WHAT IS EXPECTED: An exact copy of the listing is needed, with every line kept.

RECORDS FOR THE TASK Block Start

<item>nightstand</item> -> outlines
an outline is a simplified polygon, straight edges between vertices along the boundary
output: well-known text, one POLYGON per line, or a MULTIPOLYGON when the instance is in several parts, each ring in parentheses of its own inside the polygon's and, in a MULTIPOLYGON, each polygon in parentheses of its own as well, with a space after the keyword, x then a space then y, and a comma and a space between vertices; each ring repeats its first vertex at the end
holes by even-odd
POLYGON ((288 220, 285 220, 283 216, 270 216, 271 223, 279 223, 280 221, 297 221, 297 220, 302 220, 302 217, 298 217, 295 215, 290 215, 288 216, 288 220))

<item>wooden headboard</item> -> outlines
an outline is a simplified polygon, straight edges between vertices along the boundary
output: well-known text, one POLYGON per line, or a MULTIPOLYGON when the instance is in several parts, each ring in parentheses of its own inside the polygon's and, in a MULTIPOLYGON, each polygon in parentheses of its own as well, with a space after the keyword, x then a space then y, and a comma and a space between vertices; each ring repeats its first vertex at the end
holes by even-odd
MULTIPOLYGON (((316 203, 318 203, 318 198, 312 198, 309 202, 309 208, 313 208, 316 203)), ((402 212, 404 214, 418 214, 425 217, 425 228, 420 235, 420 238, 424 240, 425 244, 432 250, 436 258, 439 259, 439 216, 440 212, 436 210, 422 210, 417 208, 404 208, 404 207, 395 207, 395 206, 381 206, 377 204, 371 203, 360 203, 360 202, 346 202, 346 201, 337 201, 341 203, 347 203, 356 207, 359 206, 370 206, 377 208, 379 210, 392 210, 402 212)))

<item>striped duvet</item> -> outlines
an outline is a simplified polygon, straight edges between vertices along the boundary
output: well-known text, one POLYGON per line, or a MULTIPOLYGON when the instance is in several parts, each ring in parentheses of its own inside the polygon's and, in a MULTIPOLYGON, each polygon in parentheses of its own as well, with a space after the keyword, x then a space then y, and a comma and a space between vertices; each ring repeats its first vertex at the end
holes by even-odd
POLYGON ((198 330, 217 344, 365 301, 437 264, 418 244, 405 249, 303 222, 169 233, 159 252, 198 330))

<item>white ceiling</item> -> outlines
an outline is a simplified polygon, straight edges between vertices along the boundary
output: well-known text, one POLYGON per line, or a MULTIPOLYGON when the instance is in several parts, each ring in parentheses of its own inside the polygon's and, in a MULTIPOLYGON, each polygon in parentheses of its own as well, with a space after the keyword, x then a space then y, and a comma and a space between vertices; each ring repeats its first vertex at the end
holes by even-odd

RECORDS FOR THE TASK Block End

WRITTEN REPLY:
<item>nightstand</item> -> outlines
an outline is a simplified polygon, straight edges between vertices along the boundary
output: well-known text, one POLYGON per line, or a MULTIPOLYGON when the instance is in several parts, each ring in parentheses of its own inside the polygon's and, in a MULTIPOLYGON, each polygon in parentheses of its own as well, with a space after the keyword, x then a space then y, and a comma and a space between vertices; each ring repeats its first vertex at the end
holes by even-odd
POLYGON ((288 220, 285 220, 283 216, 270 216, 271 223, 279 223, 280 221, 297 221, 297 220, 302 220, 302 217, 298 217, 295 215, 290 215, 288 216, 288 220))

<item>wooden headboard</item> -> outlines
an outline is a simplified polygon, straight edges between vertices along the boundary
output: well-known text, one POLYGON per line, or a MULTIPOLYGON when the instance is in several parts, each ring in parentheses of its own inside the polygon's and, in a MULTIPOLYGON, each polygon in parentheses of its own as well, with a space after the keyword, x then a space then y, and a comma and a space between vertices; each ring repeats its first vertex at the end
holes by even-odd
MULTIPOLYGON (((316 203, 318 203, 318 198, 312 198, 309 202, 309 208, 313 208, 316 203)), ((402 212, 404 214, 418 214, 425 217, 425 228, 420 235, 420 238, 424 240, 425 244, 432 250, 436 258, 439 259, 439 216, 440 212, 436 210, 422 210, 417 208, 404 208, 404 207, 395 207, 395 206, 381 206, 377 204, 371 203, 360 203, 360 202, 346 202, 346 201, 337 201, 341 203, 347 203, 356 207, 359 206, 370 206, 377 208, 379 210, 392 210, 402 212)))

<item>striped duvet</item> -> outlines
an outline is a simplified polygon, straight edges between vertices along the boundary
output: well-known text, one POLYGON per line, or a MULTIPOLYGON when the instance is in several parts, each ring in parentheses of its own inside the polygon's and, in a MULTIPOLYGON, each polygon in parentheses of its own as well, with a space after the keyword, x then a space then y, and a comma and a space between vertices; each ring repeats its first vertex at the end
holes by even-odd
POLYGON ((198 330, 217 344, 365 301, 437 264, 418 244, 405 249, 303 222, 169 233, 159 252, 198 330))

<item>white ceiling</item> -> outlines
an outline is a simplified polygon, straight edges between vertices along the boundary
output: well-known text, one POLYGON per line, or a MULTIPOLYGON when the instance is in several parts, each ring in parentheses of its own inside the polygon's and, in a MULTIPOLYGON, each polygon in parentheses of its own as well, with a space after the keyword, x then a space then y, and a comma and a space between vertices; each ring repeats its first vertex at the end
holes by even-odd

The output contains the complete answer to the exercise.